======== Extract to read ========
Patriot League co-champion

NCAA Division I-AA First Round, L 13–56 at Illinois State
- Conference: Patriot League

Ranking
- Sports Network: No. 18
- Record: 10–2 (5–1 Patriot)
- Head coach: Dick Biddle (4th season);
- Captains: Tom McCarroll; Ryan Vena;
- Home stadium: Andy Kerr Stadium

= 1999 Colgate Red Raiders football team =

American college football season

The 1999 Colgate Red Raiders football team was an American football team that represented Colgate University during the 1999 NCAA Division I-AA football season. Colgate was the Patriot League co-champion, but lost in the first round of the national Division I-AA playoffs.

In its fourth season under head coach Dick Biddle, the team compiled a 10–2 record. Tom McCarroll and Ryan Vena were the team captains.

The Red Raiders outscored opponents 430 to 253. Colgate's 5–1 record earned a tie for the Patriot League championship.

Unranked in the preseason Division I-AA national poll, the Red Raiders briefly appeared at No. 24 early in the season, then returned to the top 25 in mid-November. Colgate ended the year ranked No. 18 and qualified for the Division I-AA playoffs by winning its conference, even though it was the lower-ranked of the two Patriot League co-champions; Lehigh also qualified, however, with an at-large berth. Both Patriot League playoff teams lost in the first round.

Colgate played its home games at Andy Kerr Stadium in Hamilton, New York.
======== Given information ========
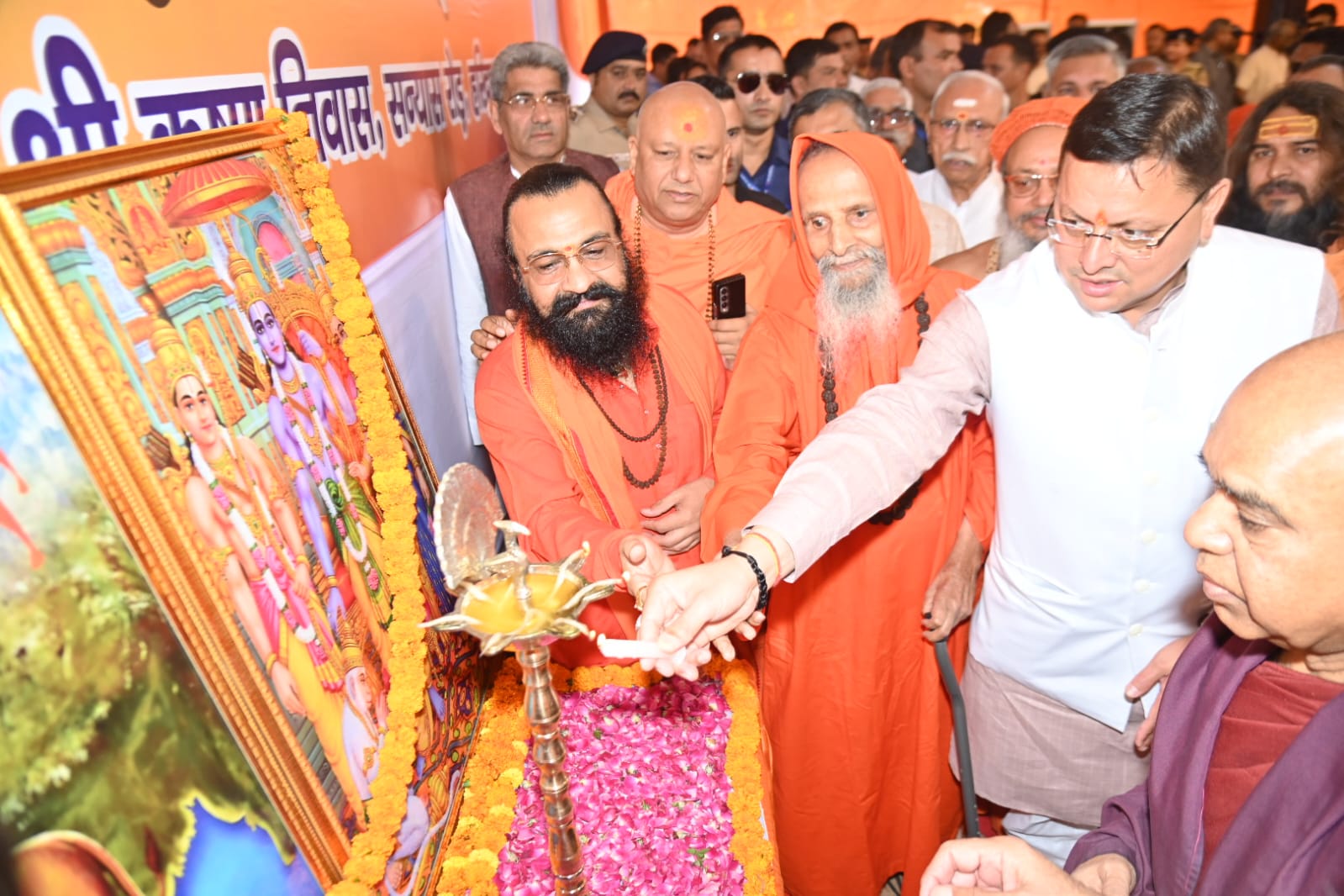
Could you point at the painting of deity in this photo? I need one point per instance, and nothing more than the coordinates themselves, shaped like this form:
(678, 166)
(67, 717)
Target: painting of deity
========
▶ _What to do_
1. According to the 1999 Colgate football text, what was the team's total score against its opponents, and what was theirs?
2. From the 1999 Colgate football text, return the part that opens with the words containing "The Red Raiders outscored" and closes with "Hamilton, New York.".
You won't need the listing for any of this.

▶ _Outputs by task_
1. 430 to 253.

2.
The Red Raiders outscored opponents 430 to 253. Colgate's 5–1 record earned a tie for the Patriot League championship.

Unranked in the preseason Division I-AA national poll, the Red Raiders briefly appeared at No. 24 early in the season, then returned to the top 25 in mid-November. Colgate ended the year ranked No. 18 and qualified for the Division I-AA playoffs by winning its conference, even though it was the lower-ranked of the two Patriot League co-champions; Lehigh also qualified, however, with an at-large berth. Both Patriot League playoff teams lost in the first round.

Colgate played its home games at Andy Kerr Stadium in Hamilton, New York.